** Teks **
________
Syukur: Jalan Makrifat Menuju Bertambahnya Nikmat, Refleksi Kehidupan dari Kesederhanaan yang Disadari

Indonesia, Media Pojok Nasional –
Di sebuah meja kayu sederhana, terhidang secangkir kopi hitam, sebotol air mineral, dan sebatang rokok. Bagi mata yang terburu-buru, itu hanyalah rutinitas harian. Namun bagi hati yang terjaga, di sanalah Allah sedang mengajarkan makrifat tentang hidup: bahwa nikmat tidak selalu datang dalam bentuk kelimpahan, tetapi dalam kemampuan menerima dengan syukur.

Syukur dalam maqam makrifat bukan sekadar ucapan alhamdulillah, melainkan kesadaran utuh bahwa apa yang ada hari ini adalah tepat, cukup, dan disengaja oleh Allah. Tidak kurang, tidak salah waktu, dan tidak keliru takaran. Sebab rezeki tidak pernah salah alamat.

Allah SWT berfirman:
“Jika kamu bersyukur, niscaya Aku akan menambah nikmat kepadamu.”
(QS. Ibrahim: 7)

Ayat ini bukan janji kosong, melainkan hukum spiritual. Penambahan nikmat bukan hadiah acak, tetapi respon Ilahi atas sikap batin manusia.
________
** Data yang Disediakan **
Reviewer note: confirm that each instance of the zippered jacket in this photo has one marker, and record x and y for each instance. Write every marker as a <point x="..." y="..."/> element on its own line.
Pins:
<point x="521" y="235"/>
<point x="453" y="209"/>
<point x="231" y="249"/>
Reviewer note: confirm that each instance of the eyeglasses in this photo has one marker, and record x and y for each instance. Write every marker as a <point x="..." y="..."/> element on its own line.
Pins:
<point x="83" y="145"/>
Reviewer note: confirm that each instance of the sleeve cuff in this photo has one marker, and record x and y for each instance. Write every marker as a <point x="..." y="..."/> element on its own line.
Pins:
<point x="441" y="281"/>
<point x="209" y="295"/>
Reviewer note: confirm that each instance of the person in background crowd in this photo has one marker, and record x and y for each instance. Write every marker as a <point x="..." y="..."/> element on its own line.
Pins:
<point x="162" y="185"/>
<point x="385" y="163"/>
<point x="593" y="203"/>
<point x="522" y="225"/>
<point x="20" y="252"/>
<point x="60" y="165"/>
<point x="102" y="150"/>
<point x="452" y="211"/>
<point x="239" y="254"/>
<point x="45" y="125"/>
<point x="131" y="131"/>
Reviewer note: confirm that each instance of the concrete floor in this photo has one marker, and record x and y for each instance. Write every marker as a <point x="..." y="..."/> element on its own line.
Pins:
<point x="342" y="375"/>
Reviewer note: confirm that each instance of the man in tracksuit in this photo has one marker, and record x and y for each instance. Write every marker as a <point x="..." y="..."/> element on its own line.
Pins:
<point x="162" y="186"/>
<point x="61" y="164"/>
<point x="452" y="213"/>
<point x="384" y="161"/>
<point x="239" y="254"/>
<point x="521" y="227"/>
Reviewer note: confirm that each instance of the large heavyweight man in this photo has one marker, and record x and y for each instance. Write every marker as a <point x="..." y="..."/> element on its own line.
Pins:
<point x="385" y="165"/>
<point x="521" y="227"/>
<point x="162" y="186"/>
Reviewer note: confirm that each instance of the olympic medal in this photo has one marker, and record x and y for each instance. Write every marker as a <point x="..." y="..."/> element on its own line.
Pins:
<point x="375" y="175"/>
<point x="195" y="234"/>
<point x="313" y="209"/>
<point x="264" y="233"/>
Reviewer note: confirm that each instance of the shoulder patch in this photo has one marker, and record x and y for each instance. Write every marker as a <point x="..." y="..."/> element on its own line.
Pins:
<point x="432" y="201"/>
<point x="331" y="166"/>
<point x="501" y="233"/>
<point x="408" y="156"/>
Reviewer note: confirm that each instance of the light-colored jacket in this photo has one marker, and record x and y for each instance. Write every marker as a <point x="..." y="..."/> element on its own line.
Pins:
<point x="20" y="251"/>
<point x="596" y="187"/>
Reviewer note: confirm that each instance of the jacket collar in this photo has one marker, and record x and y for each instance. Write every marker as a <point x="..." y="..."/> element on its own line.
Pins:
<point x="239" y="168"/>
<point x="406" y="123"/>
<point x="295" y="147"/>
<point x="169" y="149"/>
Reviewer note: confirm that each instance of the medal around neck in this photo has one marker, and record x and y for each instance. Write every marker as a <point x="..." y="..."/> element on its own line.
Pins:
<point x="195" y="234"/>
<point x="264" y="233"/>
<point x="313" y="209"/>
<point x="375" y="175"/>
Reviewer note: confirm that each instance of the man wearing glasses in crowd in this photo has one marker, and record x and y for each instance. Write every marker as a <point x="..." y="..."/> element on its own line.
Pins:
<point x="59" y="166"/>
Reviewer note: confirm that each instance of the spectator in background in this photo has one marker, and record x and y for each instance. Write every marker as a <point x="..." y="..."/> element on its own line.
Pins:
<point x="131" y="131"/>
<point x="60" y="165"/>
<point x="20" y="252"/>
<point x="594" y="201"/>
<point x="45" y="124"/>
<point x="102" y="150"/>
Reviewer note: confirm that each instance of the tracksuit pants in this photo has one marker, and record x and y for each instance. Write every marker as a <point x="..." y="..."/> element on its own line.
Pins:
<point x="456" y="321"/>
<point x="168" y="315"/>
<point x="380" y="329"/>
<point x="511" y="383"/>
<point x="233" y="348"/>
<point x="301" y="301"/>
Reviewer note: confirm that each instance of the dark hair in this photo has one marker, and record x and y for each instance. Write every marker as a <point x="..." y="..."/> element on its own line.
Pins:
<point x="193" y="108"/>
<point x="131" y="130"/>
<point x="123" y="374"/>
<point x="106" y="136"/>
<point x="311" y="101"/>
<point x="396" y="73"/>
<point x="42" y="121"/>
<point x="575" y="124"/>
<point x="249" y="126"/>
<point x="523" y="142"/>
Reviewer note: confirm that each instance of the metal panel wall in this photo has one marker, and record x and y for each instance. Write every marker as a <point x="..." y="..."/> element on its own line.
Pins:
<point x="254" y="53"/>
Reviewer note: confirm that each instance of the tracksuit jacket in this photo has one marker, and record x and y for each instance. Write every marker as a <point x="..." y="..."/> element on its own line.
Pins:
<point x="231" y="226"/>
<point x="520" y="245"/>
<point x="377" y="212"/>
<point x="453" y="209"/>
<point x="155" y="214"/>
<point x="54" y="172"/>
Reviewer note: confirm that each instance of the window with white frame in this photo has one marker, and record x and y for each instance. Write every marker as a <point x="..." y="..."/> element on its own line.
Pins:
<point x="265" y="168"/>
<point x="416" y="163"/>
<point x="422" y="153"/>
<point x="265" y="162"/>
________
** Daftar Tugas **
**1.** Jawab pertanyaan berikut berdasarkan teks tentang syukur:
(a) Apa saja yang terhidang di meja kayu sederhana?
(b) Ayat dari surah dan nomor berapa yang dikutip?
(c) Penambahan nikmat disebut sebagai respon Ilahi atas apa?
**2.** Kembalikan bagian teks tentang syukur yang diawali "Syukur: Jalan Makrifat" dan berlanjut sampai "pernah salah alamat.", tanpa mengubah satu kata pun.

** Jawaban per Tugas **
**1.**
(a) Secangkir kopi hitam, sebotol air mineral, dan sebatang rokok.
(b) QS. Ibrahim: 7.
(c) Sikap batin manusia.

**2.**
Syukur: Jalan Makrifat Menuju Bertambahnya Nikmat, Refleksi Kehidupan dari Kesederhanaan yang Disadari

Indonesia, Media Pojok Nasional –
Di sebuah meja kayu sederhana, terhidang secangkir kopi hitam, sebotol air mineral, dan sebatang rokok. Bagi mata yang terburu-buru, itu hanyalah rutinitas harian. Namun bagi hati yang terjaga, di sanalah Allah sedang mengajarkan makrifat tentang hidup: bahwa nikmat tidak selalu datang dalam bentuk kelimpahan, tetapi dalam kemampuan menerima dengan syukur.

Syukur dalam maqam makrifat bukan sekadar ucapan alhamdulillah, melainkan kesadaran utuh bahwa apa yang ada hari ini adalah tepat, cukup, dan disengaja oleh Allah. Tidak kurang, tidak salah waktu, dan tidak keliru takaran. Sebab rezeki tidak pernah salah alamat.